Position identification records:
····················

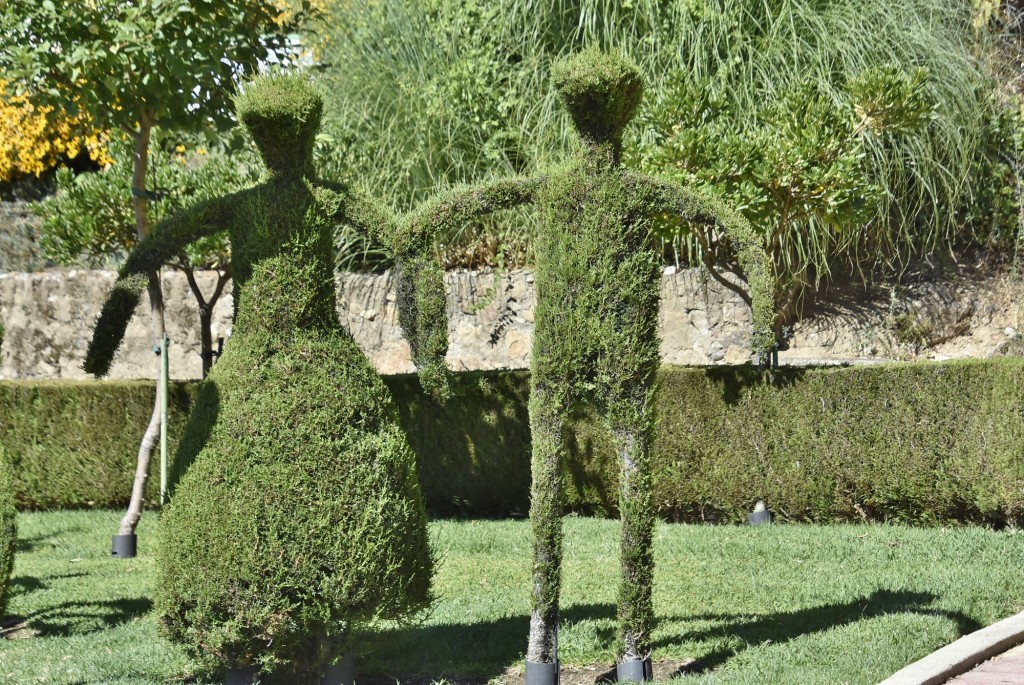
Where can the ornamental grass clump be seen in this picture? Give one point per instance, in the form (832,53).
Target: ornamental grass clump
(8,532)
(595,339)
(298,515)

····················

- _GOAL_:
Render every line of the listing above as a Markdown table with the columns "Row" and "Line," skipping blank lines. Leave the pictures out.

- _RESPONSE TO THE TASK_:
| Row | Line |
|---|---|
| 1 | Where can the ornamental grass clump be seen in this picture? Give one point per instance, in the form (832,53). |
| 2 | Target: ornamental grass clump |
| 3 | (8,532) |
| 4 | (595,339) |
| 5 | (298,515) |